Rethinking Prophecy

Isaiah Weeping Over Jerusalem

What defines a prophet? Is it a moral compulsion to uphold justice? Here, the Prophet Isaiah weeps over Jerusalem in a sixteenth-century woodcut by Hans Holbein the Younger. Credit: The New York Public Library/Art Resource, NY.

The Hebrew Bible is a prophetic document. It contains the words of a rare breed of people who appeared in a small corner of the ancient Near East 3,000 years ago and transformed history. Or, if you will, it is a divine message articulated by those highly unusual individuals over a period of some 1,000 years, beginning with Moses, whose historicity is shrouded in the mist of antiquity, running through someone like Jeremiah whose historicity is fairly well established, and ending with Malachi, who is probably a composite figure rather than a specific individual.

+--

■ Tasks to carry out
A) In the article on prophecy, rewrite the part between "Rethinking Prophecy" and "Library/Art Resource, NY.", inclusive, swapping "Jerusalem" for "Zion".
B) According to the article on prophecy, who made the sixteenth-century woodcut of Isaiah weeping over Jerusalem?
C) Write what comes next in the article on prophecy, starting right after its last sentence.

■ Dataset content
+--

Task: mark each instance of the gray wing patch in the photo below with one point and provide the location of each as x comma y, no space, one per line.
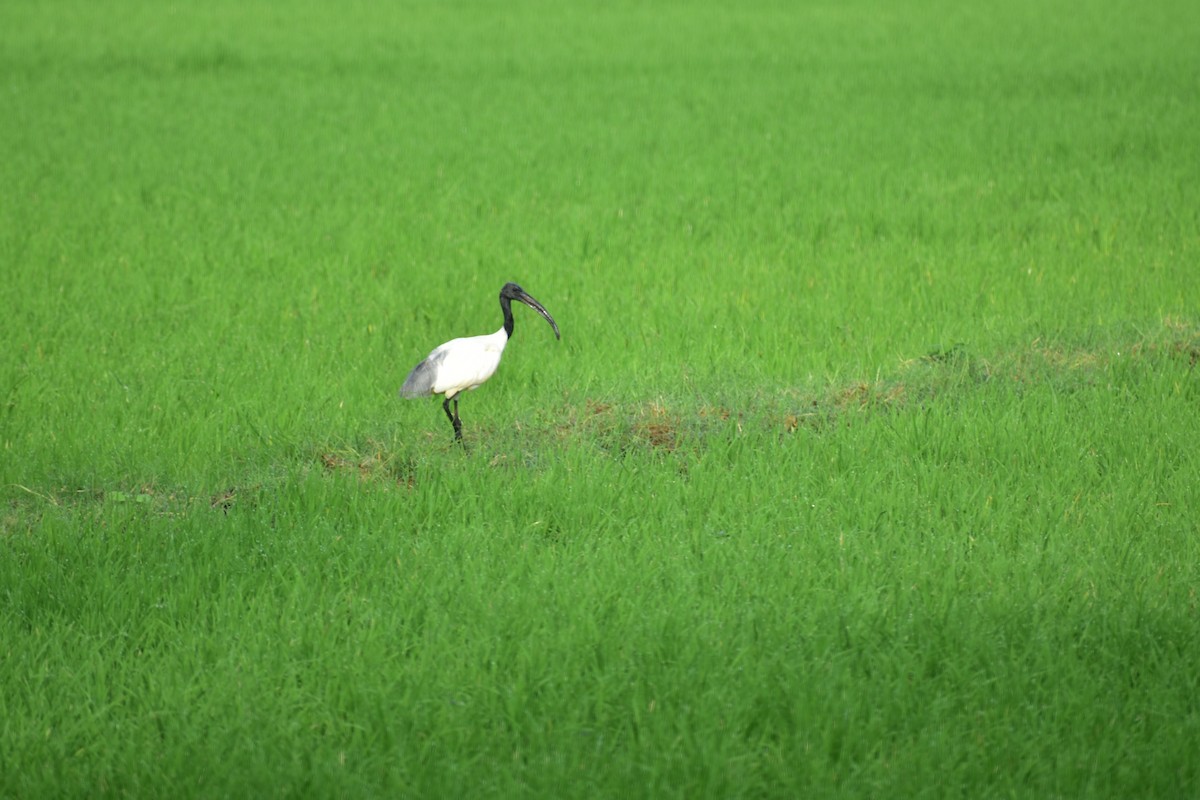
420,380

+--

■ Answers provided
A)
Rethinking Prophecy

Isaiah Weeping Over Zion

What defines a prophet? Is it a moral compulsion to uphold justice? Here, the Prophet Isaiah weeps over Zion in a sixteenth-century woodcut by Hans Holbein the Younger. Credit: The New York Public Library/Art Resource, NY.

B) Hans Holbein the Younger.

C)
What is typical about the prophetic message is that it is loud and clear and unequivocal. Talmudic scholar Saadia Gaon compares it to the blasts of the shofar. The prophet Micah summarizes it in one sentence: “What does Adonai your God ask of you, but to do justice, and love mercy, and walk humbly with Adonai your God?” And yet, despite the fact that those prophets transformed history by bequeathing us words that have defined the morality of human civilization, we know very little about them. Bible scholars have labored long and hard in their quest for the meaning of prophecy, and yet many questions remain unanswered. As for the general public, here for the most part there seems to be a general confusion. Most people cannot tell an Isaiah from a Jeremiah or an Amos from a Hosea.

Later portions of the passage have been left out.